**Stored data entries**:
########

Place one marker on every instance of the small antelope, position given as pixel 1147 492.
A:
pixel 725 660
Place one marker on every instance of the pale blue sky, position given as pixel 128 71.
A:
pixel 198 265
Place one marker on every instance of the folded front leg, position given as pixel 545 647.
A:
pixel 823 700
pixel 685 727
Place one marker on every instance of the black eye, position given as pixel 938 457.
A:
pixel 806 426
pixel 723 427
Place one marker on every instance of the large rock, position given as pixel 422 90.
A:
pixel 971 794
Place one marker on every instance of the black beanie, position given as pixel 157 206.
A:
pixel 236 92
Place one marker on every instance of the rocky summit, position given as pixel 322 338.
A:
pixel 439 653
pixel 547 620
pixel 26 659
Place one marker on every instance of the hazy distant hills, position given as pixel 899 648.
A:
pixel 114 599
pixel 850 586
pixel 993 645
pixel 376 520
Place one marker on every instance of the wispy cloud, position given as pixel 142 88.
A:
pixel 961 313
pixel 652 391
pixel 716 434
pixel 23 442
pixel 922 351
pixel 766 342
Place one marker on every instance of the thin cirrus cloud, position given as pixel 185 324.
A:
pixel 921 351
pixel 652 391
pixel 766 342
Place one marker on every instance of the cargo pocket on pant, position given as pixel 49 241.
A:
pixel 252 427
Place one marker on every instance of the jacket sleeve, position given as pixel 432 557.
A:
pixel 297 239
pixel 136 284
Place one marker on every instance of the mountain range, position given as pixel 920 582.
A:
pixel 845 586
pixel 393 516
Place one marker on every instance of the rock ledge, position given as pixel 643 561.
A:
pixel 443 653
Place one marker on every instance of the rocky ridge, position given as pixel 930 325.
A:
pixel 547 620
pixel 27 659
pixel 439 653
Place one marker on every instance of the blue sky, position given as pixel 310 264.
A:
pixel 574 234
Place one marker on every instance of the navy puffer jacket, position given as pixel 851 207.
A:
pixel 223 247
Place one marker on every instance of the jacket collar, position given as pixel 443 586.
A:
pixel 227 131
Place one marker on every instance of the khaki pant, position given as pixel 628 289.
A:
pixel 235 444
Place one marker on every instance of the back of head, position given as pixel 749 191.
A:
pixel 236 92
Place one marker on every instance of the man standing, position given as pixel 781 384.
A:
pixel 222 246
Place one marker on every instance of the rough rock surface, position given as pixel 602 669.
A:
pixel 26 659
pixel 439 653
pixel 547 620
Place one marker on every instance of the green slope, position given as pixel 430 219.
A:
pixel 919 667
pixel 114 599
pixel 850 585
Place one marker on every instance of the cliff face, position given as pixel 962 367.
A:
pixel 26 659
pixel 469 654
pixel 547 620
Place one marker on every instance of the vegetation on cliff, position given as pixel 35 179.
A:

########

When you answer, set down the entries above precisely as they read.

Place one marker on every instance of the small antelope, position given as pixel 1147 492.
A:
pixel 725 660
Place one marker on every instance of the pale blue sky, position given as pixel 128 71.
A:
pixel 198 265
Place one marker on every instance of the folded front leg, position given as pixel 545 647.
A:
pixel 823 700
pixel 685 727
Place one marker on every instance of the black eye, position given as pixel 938 457.
A:
pixel 806 426
pixel 723 427
Place one marker on every instance of the large rock, position given as pixel 422 90.
A:
pixel 971 794
Place one marker on every instance of the black beanie, position given as pixel 157 206.
A:
pixel 236 92
Place one marker on every instance of the rocky summit, position given as pixel 322 338.
A:
pixel 439 653
pixel 547 620
pixel 26 659
Place one marker on every instance of the hazy distant hills, position given as pixel 899 648.
A:
pixel 114 599
pixel 850 586
pixel 993 645
pixel 376 520
Place one marker on every instance of the wispy cloud, position given as pixel 142 88.
A:
pixel 961 313
pixel 652 391
pixel 716 434
pixel 23 442
pixel 922 351
pixel 766 342
Place one marker on every instance of the thin cirrus cloud, position given as pixel 185 324.
A:
pixel 921 351
pixel 652 391
pixel 766 342
Place one marker on every instance of the cargo pocket on pant, position given as pixel 49 241.
A:
pixel 252 427
Place one marker on every instance of the jacket sleeve, position given as pixel 432 557.
A:
pixel 297 239
pixel 136 284
Place one marker on every instance of the mountain range, position given as pixel 920 582.
A:
pixel 845 586
pixel 393 516
Place one marker on every instance of the rock ledge, position given as pixel 643 561.
A:
pixel 443 653
Place one marker on every instance of the rocky ridge, position given as pixel 930 325.
A:
pixel 547 620
pixel 27 659
pixel 439 653
Place one marker on every instance of the blue sky, position given as pixel 310 264.
A:
pixel 574 234
Place one marker on every instance of the navy puffer jacket, position given as pixel 851 207.
A:
pixel 223 247
Place one marker on every instance of the jacket collar, position given as pixel 443 586.
A:
pixel 227 131
Place one marker on every instance of the khaki pant, position given as pixel 628 289.
A:
pixel 235 444
Place one marker on every instance of the back of head, position given as pixel 749 191.
A:
pixel 236 92
Place one marker on every instance of the man standing, position given as pixel 781 384.
A:
pixel 222 246
Place one marker on every instance of the rough rock surface, position given as pixel 602 669.
A:
pixel 26 659
pixel 439 653
pixel 547 620
Place one marker on every instance of the green slope, position given as pixel 430 219.
A:
pixel 919 667
pixel 114 599
pixel 850 585
Place one marker on every instance of the cliff face, position given as pixel 962 367.
A:
pixel 26 659
pixel 469 654
pixel 547 620
Place one marker on every instance of the vegetation on cliff, position given as pixel 35 179.
A:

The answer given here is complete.